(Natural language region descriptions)
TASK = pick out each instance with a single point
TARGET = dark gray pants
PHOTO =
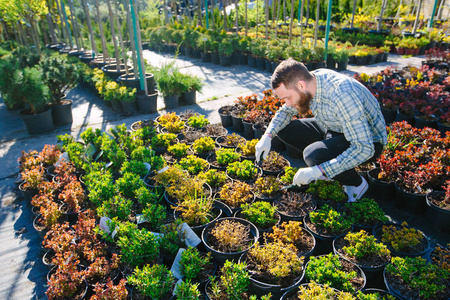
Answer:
(319, 146)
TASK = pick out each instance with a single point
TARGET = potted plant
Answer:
(230, 141)
(162, 141)
(223, 157)
(215, 178)
(169, 84)
(194, 164)
(294, 206)
(363, 250)
(366, 213)
(127, 98)
(234, 194)
(247, 149)
(154, 281)
(274, 164)
(401, 239)
(191, 85)
(326, 224)
(260, 213)
(110, 291)
(67, 281)
(60, 75)
(325, 190)
(232, 282)
(244, 170)
(225, 52)
(274, 267)
(197, 121)
(415, 277)
(338, 273)
(197, 267)
(204, 146)
(267, 188)
(228, 238)
(34, 93)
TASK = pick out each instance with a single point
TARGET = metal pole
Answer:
(430, 24)
(327, 33)
(206, 14)
(138, 46)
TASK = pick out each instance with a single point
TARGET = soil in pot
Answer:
(274, 164)
(294, 206)
(438, 210)
(389, 233)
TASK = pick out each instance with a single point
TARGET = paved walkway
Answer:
(23, 274)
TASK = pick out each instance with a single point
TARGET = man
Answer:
(347, 129)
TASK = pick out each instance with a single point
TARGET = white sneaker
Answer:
(356, 192)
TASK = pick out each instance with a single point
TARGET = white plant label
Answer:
(190, 237)
(62, 157)
(176, 268)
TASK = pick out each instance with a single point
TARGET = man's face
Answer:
(296, 97)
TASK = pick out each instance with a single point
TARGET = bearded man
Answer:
(347, 130)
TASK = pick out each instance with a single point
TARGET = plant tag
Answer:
(158, 235)
(176, 286)
(140, 218)
(163, 170)
(105, 226)
(62, 157)
(98, 155)
(189, 237)
(89, 152)
(176, 268)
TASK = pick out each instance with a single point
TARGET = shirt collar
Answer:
(319, 91)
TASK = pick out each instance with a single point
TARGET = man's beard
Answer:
(303, 102)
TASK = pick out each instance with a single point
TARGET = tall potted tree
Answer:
(60, 75)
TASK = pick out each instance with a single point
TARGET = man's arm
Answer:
(281, 119)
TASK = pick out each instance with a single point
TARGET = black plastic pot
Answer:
(410, 202)
(324, 243)
(238, 126)
(260, 288)
(422, 123)
(249, 134)
(38, 123)
(374, 274)
(221, 257)
(389, 115)
(439, 217)
(378, 231)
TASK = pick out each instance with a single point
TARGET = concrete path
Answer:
(23, 274)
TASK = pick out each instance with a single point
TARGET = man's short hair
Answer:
(289, 72)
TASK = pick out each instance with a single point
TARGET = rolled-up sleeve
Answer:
(281, 119)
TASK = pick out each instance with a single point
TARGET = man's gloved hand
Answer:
(263, 147)
(305, 175)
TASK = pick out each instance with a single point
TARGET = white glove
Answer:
(263, 147)
(305, 175)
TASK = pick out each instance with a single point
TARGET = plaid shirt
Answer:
(341, 104)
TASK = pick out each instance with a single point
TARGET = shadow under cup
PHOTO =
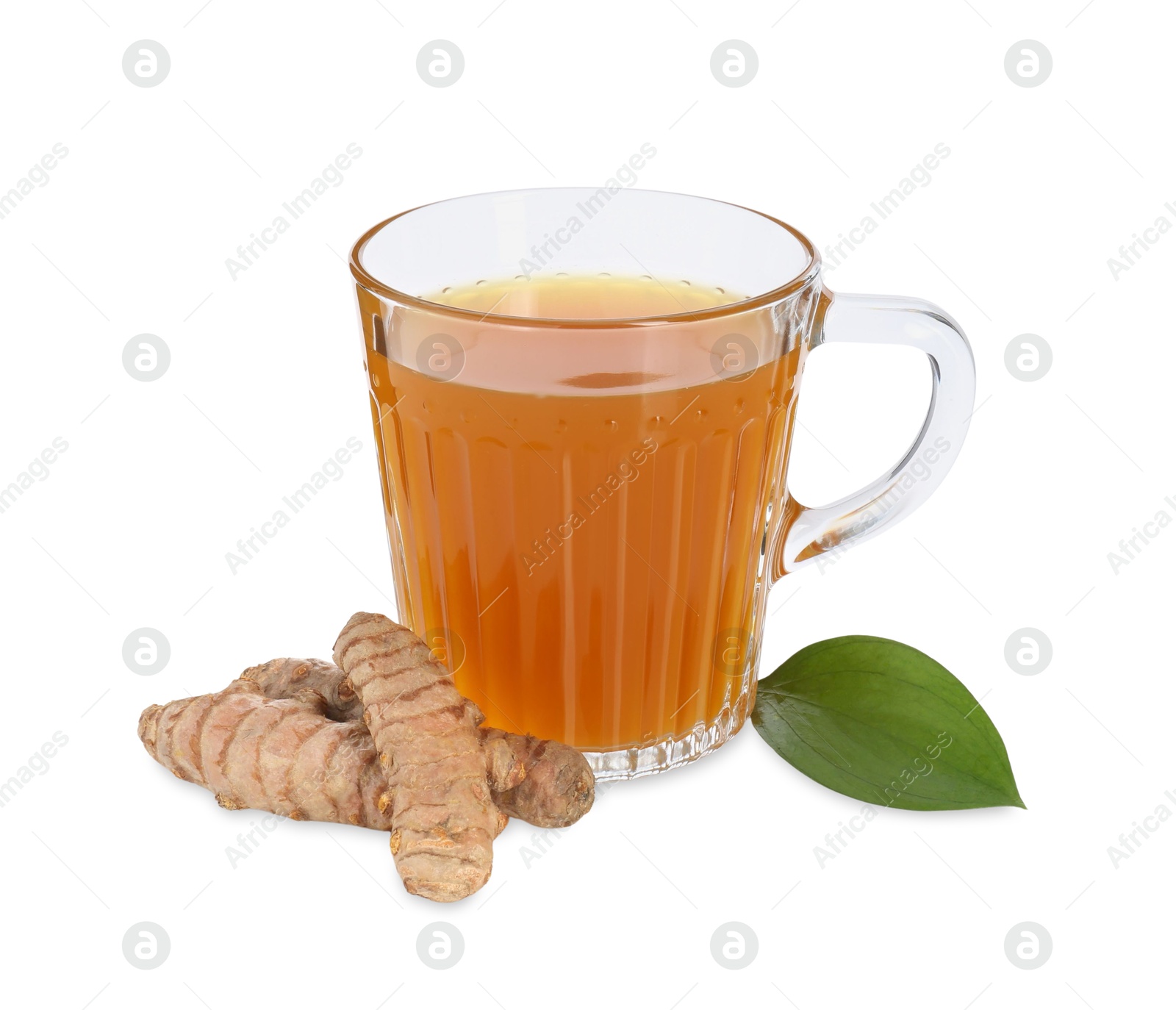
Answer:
(582, 510)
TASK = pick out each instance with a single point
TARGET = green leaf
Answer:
(885, 723)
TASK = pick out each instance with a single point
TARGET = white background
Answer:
(162, 479)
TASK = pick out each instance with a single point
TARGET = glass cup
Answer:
(586, 502)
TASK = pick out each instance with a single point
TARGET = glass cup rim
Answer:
(799, 282)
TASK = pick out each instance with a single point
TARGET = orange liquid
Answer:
(579, 517)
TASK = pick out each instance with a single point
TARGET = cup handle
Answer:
(808, 533)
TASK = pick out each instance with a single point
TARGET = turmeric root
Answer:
(542, 782)
(444, 816)
(280, 755)
(334, 774)
(382, 739)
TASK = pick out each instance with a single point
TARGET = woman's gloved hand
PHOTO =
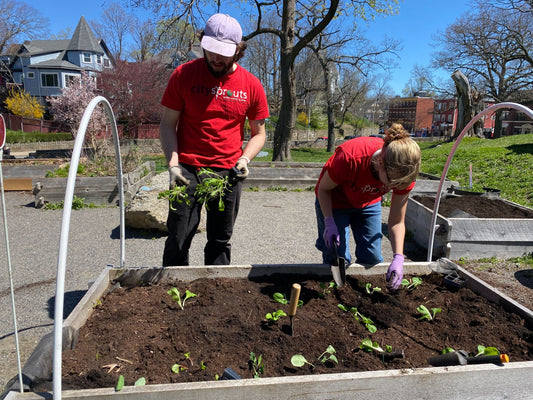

- _INSTRUCTIONS FOR THE TASK_:
Repeat the data above exactly, leaving out any pictures it holds.

- _RESPONSE TO THE TASK_:
TASK = pick out each instance with a single point
TARGET = dark gray pants
PHOTO =
Answer:
(319, 146)
TASK = pick out each instance with a single point
TARGET = potted plant
Answer:
(230, 141)
(162, 141)
(223, 157)
(215, 178)
(169, 84)
(194, 164)
(294, 206)
(363, 250)
(366, 213)
(127, 98)
(234, 194)
(247, 149)
(154, 281)
(274, 164)
(401, 239)
(191, 85)
(326, 224)
(260, 213)
(110, 291)
(67, 281)
(60, 75)
(325, 190)
(232, 282)
(244, 170)
(225, 52)
(274, 267)
(197, 121)
(415, 277)
(338, 273)
(197, 267)
(204, 146)
(267, 188)
(228, 238)
(34, 93)
TASK = pick out each instance with a single point
TARGET = metal pole
Answer:
(430, 24)
(327, 33)
(206, 14)
(138, 46)
TASK = pick out each instance with a single point
TARGET = soil in pot
Answer:
(274, 164)
(294, 206)
(438, 210)
(389, 233)
TASK = pick out each instance with a single point
TARGET = paved walkway
Answer:
(23, 274)
TASK = pick out each instance with a single point
TARGET = man
Answer:
(347, 129)
TASK = pick out each instance with a single point
TARGET = white sneaker
Answer:
(356, 192)
TASK = pick out each instance with a single point
TARGET = white plant label
Answer:
(190, 237)
(62, 157)
(176, 268)
TASK = pick out each instance with a single point
TARGET = man's face
Answer:
(296, 97)
TASK = pick out each instance with a single point
TARGET = bearded man
Answer:
(347, 130)
TASK = pick out each instance with a single point
TARGET = plant tag
Answer:
(158, 235)
(176, 286)
(140, 218)
(163, 170)
(105, 226)
(62, 157)
(98, 155)
(189, 237)
(89, 152)
(176, 268)
TASK = pick out each instance with a single point
TARGET = shirt collar
Answer:
(319, 91)
TASK = pick out each instance with a single point
TARGET = man's beard
Answer:
(303, 102)
TASK = pick out each instance with a single point
TARGET = tall potted tree
Answer:
(60, 75)
TASK = pick out each instance with a single point
TARGET = man's arm
Answer:
(281, 119)
TASK = pick out each instance with a single point
TARGET = black plastic pot
Answer:
(410, 202)
(324, 243)
(238, 126)
(260, 288)
(422, 123)
(249, 134)
(38, 123)
(374, 274)
(221, 257)
(389, 115)
(439, 217)
(378, 231)
TASK = pick out each instance with a single point
TARGET = concrete path
Answer:
(23, 274)
TASK = pick out each instance with a single point
TARGET = man's short hair
Answer:
(289, 72)
TASK = pick out each instance with a single point
TARGET = rolled-up sleeve
Answer:
(281, 119)
TASK = pick out each instance with a single point
TARGET = man's gloved hand
Answer:
(263, 147)
(305, 175)
TASK = pick out each instance with a single point
TARGET = white glove
Answer:
(263, 147)
(305, 175)
TASK = pick out each instance with a single point
TARGET = plaid shirt
Answer:
(341, 104)
TASK = pick out each instance with a single point
TARGET = shadow under cup
PHOTO =
Answer:
(582, 510)
TASK = pick out each instance with a single point
TARGET = green leaf
Answer:
(885, 723)
TASK = pick out each instance with a single point
TARGET = white background
Answer:
(162, 479)
TASK = pick out each instance with a single point
TARGET = glass cup
Answer:
(586, 502)
TASK = pick out each instance with a single point
TARGET = glass cup rim
Answer:
(799, 282)
TASK = pick out each instance with a single point
TARGET = orange liquid
Answer:
(579, 517)
TASK = pick out each instance with a single point
TARGET = cup handle
Answer:
(808, 533)
TASK = pick out each instance with a single point
TARGET = turmeric root
Answer:
(542, 782)
(444, 816)
(280, 755)
(334, 774)
(382, 739)
TASK = pick out each instance with a single point
TARGET = woman's gloved hand
PHOTO =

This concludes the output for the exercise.